■ Task prompt ■
Reproduce the rows below verbatim, from the first line of the rows up to and including the line with "[71,33,116,44]".

■ Supplied data ■
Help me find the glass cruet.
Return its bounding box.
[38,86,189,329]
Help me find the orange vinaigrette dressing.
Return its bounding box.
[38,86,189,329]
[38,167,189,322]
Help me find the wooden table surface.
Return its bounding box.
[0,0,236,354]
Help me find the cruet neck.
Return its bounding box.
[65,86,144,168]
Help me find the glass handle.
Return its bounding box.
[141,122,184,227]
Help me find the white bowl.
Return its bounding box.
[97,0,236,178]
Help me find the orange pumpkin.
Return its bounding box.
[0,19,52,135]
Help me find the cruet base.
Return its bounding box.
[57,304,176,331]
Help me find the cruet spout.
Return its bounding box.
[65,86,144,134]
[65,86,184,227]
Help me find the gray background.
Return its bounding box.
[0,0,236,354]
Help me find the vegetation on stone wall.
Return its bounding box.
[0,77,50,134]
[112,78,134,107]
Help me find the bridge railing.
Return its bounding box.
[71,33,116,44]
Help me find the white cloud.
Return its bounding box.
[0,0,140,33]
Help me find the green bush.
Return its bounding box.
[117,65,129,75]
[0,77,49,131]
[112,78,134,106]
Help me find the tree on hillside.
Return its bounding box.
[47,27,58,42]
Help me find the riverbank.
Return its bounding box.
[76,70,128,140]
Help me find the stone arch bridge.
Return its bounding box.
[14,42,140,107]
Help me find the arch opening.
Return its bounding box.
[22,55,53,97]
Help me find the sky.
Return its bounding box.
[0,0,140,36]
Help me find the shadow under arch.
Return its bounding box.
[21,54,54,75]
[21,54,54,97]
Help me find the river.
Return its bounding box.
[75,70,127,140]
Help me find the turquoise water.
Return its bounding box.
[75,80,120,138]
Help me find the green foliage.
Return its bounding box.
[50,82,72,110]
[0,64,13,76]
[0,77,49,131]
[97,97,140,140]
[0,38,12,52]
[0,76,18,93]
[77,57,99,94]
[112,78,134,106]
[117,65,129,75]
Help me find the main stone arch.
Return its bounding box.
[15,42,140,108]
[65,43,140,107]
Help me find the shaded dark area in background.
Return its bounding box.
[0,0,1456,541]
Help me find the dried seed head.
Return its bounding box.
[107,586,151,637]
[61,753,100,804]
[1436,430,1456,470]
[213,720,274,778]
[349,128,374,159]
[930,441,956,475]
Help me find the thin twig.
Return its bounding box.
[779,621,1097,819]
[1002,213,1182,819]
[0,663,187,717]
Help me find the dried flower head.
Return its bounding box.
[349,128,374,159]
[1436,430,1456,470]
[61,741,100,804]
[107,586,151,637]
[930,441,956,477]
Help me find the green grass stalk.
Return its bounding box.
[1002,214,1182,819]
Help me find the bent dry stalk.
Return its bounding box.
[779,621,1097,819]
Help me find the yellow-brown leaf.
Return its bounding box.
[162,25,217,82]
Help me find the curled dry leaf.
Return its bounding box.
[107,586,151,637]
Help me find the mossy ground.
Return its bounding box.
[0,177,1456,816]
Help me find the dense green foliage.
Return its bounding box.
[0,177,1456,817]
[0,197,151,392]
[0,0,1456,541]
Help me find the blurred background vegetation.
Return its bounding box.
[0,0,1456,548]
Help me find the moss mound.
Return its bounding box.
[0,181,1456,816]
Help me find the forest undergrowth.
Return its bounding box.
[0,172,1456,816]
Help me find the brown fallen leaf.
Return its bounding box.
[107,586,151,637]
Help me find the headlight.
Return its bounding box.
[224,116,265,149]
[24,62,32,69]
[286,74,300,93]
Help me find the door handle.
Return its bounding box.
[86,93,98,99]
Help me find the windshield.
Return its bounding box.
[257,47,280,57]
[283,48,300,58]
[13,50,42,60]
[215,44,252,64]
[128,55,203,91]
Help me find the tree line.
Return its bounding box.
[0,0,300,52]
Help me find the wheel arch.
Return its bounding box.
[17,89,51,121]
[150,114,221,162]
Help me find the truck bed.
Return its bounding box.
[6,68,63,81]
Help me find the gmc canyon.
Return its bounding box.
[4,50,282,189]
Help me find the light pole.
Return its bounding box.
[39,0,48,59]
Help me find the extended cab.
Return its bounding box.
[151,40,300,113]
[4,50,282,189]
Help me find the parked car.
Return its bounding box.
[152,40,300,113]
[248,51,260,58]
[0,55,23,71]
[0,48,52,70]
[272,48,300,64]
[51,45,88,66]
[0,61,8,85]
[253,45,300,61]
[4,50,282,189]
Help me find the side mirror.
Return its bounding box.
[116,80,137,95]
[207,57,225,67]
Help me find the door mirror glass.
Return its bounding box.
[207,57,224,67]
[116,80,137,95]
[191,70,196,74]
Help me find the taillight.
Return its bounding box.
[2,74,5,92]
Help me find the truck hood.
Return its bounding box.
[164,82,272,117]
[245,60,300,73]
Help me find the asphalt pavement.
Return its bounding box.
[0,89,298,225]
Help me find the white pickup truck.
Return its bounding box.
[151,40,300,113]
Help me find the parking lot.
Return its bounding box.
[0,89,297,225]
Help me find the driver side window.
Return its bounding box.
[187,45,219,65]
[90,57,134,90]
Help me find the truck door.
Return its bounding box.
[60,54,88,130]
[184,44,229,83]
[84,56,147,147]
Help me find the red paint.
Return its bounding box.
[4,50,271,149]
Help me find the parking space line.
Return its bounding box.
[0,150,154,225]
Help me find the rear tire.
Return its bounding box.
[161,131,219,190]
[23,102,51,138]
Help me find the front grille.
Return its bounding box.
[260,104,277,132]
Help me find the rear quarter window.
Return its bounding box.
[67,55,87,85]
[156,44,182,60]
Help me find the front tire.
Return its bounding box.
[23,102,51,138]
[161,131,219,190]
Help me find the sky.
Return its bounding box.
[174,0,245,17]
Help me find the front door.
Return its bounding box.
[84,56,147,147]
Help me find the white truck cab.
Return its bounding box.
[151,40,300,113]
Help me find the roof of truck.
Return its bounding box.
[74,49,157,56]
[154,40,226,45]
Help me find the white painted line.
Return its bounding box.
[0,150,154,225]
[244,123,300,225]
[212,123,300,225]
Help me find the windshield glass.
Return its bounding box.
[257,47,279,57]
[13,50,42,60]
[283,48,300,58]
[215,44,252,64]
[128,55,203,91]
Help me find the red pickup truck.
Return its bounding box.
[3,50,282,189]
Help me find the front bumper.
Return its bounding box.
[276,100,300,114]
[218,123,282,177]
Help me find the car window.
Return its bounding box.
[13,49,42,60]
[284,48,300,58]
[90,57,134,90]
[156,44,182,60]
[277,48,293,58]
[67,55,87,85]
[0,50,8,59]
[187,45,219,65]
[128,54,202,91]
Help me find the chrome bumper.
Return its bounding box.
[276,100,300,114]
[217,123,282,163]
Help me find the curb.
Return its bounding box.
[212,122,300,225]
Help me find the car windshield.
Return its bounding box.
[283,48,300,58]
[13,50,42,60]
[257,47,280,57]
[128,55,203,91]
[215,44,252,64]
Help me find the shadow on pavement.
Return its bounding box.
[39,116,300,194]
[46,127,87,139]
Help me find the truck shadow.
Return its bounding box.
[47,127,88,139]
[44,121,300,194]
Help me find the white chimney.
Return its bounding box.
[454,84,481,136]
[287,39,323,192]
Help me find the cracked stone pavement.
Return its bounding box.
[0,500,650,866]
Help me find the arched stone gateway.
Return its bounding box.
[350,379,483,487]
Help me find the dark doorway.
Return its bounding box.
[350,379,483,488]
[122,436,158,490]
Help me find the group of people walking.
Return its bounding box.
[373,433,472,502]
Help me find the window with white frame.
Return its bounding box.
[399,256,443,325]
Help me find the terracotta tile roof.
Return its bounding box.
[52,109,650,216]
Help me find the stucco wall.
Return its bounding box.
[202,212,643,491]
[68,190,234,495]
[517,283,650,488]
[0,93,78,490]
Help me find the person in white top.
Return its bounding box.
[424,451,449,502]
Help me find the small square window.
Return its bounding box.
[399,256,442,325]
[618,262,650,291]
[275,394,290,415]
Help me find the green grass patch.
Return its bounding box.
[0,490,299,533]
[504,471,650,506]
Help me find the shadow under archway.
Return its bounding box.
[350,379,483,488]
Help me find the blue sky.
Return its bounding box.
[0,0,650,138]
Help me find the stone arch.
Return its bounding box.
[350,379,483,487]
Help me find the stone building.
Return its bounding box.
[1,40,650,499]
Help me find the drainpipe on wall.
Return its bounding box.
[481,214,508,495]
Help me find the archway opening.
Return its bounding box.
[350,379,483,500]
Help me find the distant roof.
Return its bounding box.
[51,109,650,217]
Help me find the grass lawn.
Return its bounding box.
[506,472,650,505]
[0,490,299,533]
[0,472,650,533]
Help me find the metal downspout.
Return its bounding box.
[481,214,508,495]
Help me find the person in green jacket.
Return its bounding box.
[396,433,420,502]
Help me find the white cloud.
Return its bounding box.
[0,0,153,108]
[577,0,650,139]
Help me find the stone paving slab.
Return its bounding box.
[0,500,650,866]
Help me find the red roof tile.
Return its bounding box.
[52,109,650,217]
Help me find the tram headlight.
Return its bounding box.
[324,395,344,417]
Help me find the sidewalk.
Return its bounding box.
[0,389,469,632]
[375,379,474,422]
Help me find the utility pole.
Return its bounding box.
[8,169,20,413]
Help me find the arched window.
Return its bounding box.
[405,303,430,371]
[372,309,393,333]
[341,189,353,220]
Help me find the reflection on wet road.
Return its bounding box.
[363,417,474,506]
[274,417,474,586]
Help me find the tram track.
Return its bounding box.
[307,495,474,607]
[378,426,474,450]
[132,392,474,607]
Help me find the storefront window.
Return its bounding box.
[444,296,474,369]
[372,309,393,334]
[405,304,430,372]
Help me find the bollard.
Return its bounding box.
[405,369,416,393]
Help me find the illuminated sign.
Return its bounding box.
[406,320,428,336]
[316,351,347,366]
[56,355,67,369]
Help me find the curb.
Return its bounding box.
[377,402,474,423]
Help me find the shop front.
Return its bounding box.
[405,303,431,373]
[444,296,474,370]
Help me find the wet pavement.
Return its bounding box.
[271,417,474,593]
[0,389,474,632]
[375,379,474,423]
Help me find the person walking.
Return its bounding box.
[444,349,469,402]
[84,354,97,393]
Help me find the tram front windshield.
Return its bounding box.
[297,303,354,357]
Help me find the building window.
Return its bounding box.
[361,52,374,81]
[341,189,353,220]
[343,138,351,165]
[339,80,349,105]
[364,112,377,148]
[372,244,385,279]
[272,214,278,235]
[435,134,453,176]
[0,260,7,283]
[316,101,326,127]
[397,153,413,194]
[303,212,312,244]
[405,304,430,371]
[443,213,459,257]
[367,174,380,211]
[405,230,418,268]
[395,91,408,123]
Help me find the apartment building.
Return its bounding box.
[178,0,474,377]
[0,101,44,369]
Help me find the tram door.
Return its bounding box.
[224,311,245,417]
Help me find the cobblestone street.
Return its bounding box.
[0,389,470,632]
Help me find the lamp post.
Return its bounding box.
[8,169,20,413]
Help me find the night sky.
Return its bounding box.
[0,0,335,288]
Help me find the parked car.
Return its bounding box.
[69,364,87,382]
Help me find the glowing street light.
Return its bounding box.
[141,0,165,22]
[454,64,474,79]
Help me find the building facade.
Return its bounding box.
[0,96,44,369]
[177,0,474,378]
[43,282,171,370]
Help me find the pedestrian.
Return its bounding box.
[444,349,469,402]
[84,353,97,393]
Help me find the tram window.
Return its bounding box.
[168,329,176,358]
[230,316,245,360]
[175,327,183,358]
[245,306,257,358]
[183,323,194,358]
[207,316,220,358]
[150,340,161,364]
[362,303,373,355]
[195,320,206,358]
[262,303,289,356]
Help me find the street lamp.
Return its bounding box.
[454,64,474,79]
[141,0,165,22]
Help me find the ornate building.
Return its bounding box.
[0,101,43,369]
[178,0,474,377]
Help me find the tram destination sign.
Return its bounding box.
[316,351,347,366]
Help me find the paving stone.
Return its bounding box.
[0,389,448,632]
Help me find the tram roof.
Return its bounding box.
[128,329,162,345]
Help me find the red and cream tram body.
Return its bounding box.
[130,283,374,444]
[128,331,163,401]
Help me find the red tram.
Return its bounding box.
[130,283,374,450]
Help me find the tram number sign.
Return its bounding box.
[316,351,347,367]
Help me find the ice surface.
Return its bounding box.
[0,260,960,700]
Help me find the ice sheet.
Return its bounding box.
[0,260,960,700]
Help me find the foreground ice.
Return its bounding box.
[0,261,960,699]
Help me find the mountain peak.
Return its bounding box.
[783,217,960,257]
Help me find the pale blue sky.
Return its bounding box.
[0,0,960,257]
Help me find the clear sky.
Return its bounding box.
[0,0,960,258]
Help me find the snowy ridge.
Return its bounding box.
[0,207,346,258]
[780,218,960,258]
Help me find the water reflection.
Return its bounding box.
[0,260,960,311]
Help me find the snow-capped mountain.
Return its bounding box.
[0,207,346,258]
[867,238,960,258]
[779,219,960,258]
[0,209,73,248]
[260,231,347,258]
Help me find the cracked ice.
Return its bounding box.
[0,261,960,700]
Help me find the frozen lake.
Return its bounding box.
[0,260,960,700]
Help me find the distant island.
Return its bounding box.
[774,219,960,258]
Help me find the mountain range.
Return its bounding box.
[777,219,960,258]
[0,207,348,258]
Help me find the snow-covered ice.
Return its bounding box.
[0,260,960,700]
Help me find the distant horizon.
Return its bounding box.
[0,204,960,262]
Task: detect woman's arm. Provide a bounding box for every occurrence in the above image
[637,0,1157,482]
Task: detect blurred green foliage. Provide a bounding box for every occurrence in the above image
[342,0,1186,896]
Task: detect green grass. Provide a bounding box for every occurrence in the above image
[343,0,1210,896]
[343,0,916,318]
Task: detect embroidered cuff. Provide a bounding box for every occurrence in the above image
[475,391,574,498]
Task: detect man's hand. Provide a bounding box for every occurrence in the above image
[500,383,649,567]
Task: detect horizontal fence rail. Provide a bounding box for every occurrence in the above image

■ Result for this exercise ■
Help me find the glass cruet.
Return its bounding box.
[38,86,189,329]
Help me find the orange vinaigrette dressing.
Return its bounding box.
[38,86,189,329]
[38,167,189,322]
Help me find the wooden table surface.
Return its bounding box.
[0,0,236,354]
Help me find the cruet neck.
Return its bounding box.
[65,86,144,168]
Help me find the glass handle.
Return its bounding box.
[141,122,184,227]
Help me find the white bowl.
Return its bounding box.
[97,0,236,178]
Help me find the orange pumpkin.
Return its bounding box.
[0,19,52,135]
Help me find the cruet base.
Return its bounding box.
[57,304,176,331]
Help me find the cruet spout.
Return its bounding box.
[65,86,144,134]
[65,86,184,227]
Help me find the gray background.
Return its bounding box.
[0,0,236,354]
Help me find the vegetation on stone wall.
Return its bounding box.
[0,77,50,134]
[112,78,134,107]
Help me find the bridge railing.
Return its bounding box.
[71,33,116,44]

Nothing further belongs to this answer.